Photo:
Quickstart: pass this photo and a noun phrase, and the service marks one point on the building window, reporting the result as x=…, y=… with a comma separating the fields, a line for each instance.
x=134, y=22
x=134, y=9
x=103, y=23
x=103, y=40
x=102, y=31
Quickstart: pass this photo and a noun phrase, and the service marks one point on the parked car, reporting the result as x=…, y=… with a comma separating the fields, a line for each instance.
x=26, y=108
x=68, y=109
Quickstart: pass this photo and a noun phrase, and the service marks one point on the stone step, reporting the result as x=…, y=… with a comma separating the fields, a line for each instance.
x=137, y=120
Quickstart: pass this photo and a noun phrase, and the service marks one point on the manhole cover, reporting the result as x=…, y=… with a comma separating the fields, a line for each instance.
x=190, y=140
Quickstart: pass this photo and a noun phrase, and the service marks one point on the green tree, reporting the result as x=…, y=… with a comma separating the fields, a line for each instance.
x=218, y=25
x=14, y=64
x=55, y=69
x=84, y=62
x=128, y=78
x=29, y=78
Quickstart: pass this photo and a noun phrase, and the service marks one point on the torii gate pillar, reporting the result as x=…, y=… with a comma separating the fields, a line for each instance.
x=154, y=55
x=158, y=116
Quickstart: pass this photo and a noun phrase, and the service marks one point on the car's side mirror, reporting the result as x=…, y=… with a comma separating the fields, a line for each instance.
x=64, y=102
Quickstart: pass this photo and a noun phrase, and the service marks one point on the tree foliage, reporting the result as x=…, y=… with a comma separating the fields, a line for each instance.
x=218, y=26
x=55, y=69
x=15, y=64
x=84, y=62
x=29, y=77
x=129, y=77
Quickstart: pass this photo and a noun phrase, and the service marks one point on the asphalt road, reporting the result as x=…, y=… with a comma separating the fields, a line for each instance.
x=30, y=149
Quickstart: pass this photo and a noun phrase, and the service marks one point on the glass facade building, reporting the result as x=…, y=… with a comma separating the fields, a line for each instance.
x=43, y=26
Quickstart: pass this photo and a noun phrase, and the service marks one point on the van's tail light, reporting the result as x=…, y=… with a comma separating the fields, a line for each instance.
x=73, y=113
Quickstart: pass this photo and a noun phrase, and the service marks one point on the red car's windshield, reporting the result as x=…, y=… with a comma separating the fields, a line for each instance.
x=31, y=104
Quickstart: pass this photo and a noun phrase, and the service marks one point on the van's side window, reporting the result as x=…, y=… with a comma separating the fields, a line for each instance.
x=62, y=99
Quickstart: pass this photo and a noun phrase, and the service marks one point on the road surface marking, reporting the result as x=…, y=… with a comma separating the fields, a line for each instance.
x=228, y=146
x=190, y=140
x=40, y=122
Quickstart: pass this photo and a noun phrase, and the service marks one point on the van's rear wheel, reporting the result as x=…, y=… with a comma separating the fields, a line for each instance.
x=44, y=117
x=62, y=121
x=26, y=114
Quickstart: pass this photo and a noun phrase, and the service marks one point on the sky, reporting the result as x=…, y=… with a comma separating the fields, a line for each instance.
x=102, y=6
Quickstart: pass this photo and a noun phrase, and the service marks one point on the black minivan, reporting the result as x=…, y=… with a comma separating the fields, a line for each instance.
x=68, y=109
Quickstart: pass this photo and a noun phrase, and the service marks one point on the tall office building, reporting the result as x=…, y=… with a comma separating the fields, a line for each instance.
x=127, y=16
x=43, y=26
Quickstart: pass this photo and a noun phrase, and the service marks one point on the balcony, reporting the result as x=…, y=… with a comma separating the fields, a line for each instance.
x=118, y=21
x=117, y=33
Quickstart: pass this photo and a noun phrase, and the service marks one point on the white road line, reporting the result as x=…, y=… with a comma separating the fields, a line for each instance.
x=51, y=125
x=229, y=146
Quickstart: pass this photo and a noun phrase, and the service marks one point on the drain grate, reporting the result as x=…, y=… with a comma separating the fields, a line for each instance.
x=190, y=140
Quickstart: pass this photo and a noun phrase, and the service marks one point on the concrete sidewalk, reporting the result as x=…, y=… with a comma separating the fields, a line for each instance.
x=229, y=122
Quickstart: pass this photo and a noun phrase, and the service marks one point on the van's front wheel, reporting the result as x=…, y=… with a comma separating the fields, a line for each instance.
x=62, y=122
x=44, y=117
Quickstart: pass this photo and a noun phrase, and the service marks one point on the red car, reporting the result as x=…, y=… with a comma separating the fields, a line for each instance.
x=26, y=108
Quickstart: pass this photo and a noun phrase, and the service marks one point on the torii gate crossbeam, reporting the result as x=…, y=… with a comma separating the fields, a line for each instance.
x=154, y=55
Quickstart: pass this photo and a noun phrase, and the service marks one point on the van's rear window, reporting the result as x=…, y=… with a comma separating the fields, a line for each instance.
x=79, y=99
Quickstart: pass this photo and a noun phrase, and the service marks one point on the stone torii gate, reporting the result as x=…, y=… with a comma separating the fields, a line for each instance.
--
Reproduce the data in its entirety, matching each character.

» RESPONSE TO THE TASK
Photo:
Quickstart: pass this photo and a noun phrase, and the service marks one point on the building window, reporting the result as x=…, y=… with a comma separating the fields, a line for each instance.
x=134, y=22
x=134, y=9
x=103, y=23
x=103, y=40
x=102, y=31
Quickstart: pass this photo and a noun phrase, and the service marks one point on the parked car, reporting the result as x=…, y=… with a comma separating the fields, a line for each instance.
x=26, y=108
x=68, y=109
Quickstart: pass this photo and a noun phrase, and the service marks one point on the stone step, reporting the result as x=…, y=… with a comma separating the fields, a line for each instance.
x=137, y=120
Quickstart: pass this photo and a noun phrase, and the service marks one point on the manhole cover, reporting the result as x=…, y=… with a comma separating the fields, a line for each instance.
x=190, y=140
Quickstart: pass this photo and a noun phrase, and the service marks one point on the green tree, reporting the result as x=…, y=… with a comma separating the fields, a line for each instance.
x=218, y=25
x=14, y=64
x=55, y=69
x=84, y=62
x=128, y=78
x=29, y=78
Quickstart: pass this photo and a noun phrase, and the service marks one point on the torii gate pillar, reporting the result as x=…, y=… with a comma separating the fields, a line for each instance.
x=154, y=55
x=158, y=116
Quickstart: pass this photo and a noun phrase, and the service marks one point on the car's side mirror, reporting the result as x=…, y=… with a comma separating the fields, a line for each instance.
x=64, y=102
Quickstart: pass this photo and a noun phrase, and the service marks one point on the tree foliage, reporting the result as x=…, y=… with a comma separating the fields, a line for each instance.
x=218, y=26
x=55, y=69
x=15, y=64
x=84, y=62
x=29, y=77
x=129, y=77
Quickstart: pass this photo and a noun phrase, and the service marks one point on the asphalt road, reporting the result as x=…, y=… with a comma separating the fields, a line for each instance.
x=30, y=149
Quickstart: pass this photo and a noun phrase, and the service marks one point on the glass facade building, reporting the result as x=…, y=… with a comma separating the fields, a line for each instance.
x=43, y=26
Quickstart: pass this photo and a noun phrase, and the service marks one point on the van's tail light, reporting the result as x=…, y=… with a comma separating the fields, a line for each instance.
x=73, y=113
Quickstart: pass this photo and a noun phrase, and the service marks one point on the red car's windshield, reporting the result as x=…, y=… with a comma separating the fields, a line for each instance.
x=31, y=104
Quickstart: pass this photo and a noun phrase, and the service marks one point on the van's side window, reporting the result as x=…, y=… with a comma separating the fields, a line for each instance.
x=62, y=99
Quickstart: pass this photo and a noun phrase, and the service marks one point on the road surface marking, reporting the result as x=…, y=… with a comma separating the fields, a line for each instance.
x=228, y=146
x=190, y=140
x=40, y=122
Quickstart: pass this photo and a noun phrase, and the service marks one point on the van's rear wheel, reporting the result as x=…, y=… with a comma separating the fields, a line for each instance.
x=44, y=117
x=62, y=121
x=26, y=114
Quickstart: pass this photo and a noun phrase, and the service marks one point on the sky, reporting the result as x=…, y=… with a comma separating the fields, a line for each instance.
x=102, y=6
Quickstart: pass this photo and a noun phrase, and the service marks one point on the black minivan, reporting the result as x=…, y=… with a comma separating the fields, a line for each instance.
x=68, y=109
Quickstart: pass this photo and a noun phrase, and the service marks one point on the tall office building, reporting the result as x=…, y=… with a comma separating the fields, a line for each instance.
x=127, y=16
x=43, y=26
Quickstart: pass this photo and a noun phrase, and the service marks one point on the balcony, reporting the result as x=…, y=… with a comma separating the fields, a line for each instance.
x=118, y=21
x=117, y=33
Quickstart: pass this photo and a noun phrase, and the service marks one point on the white road line, reporting the result as x=…, y=… with a comma separating the fields, a line for each instance.
x=51, y=125
x=229, y=146
Quickstart: pass this photo and a noun phrase, and the service marks one point on the drain grate, reporting the result as x=…, y=… with a comma separating the fields, a line for each instance.
x=190, y=140
Quickstart: pass this photo and a noun phrase, and the service marks one point on the concrete sidewalk, reporting the result as x=…, y=… with a comma separating the fields, a line for each instance.
x=229, y=122
Quickstart: pass this photo and a noun phrase, and the service marks one point on the van's front wheel, reporting the result as x=…, y=… with a comma separating the fields, a line for each instance.
x=62, y=122
x=44, y=117
Quickstart: pass this photo and a noun phrase, and the service marks one point on the red car, reporting the result as x=…, y=… with a comma separating the fields, a line for each instance.
x=26, y=108
Quickstart: pass this photo and a noun phrase, and the service marks one point on the torii gate crossbeam, reporting the result as x=…, y=… with a comma separating the fields, a line for each instance.
x=154, y=55
Quickstart: pass this photo and a noun phrase, and the service marks one point on the van's rear window, reporting the result as x=…, y=… with a comma separating the fields, a line for each instance.
x=79, y=99
Quickstart: pass this photo and a noun phrase, and the service marks one point on the stone torii gate, reporting the result as x=…, y=… with a comma separating the fields, a line for each instance.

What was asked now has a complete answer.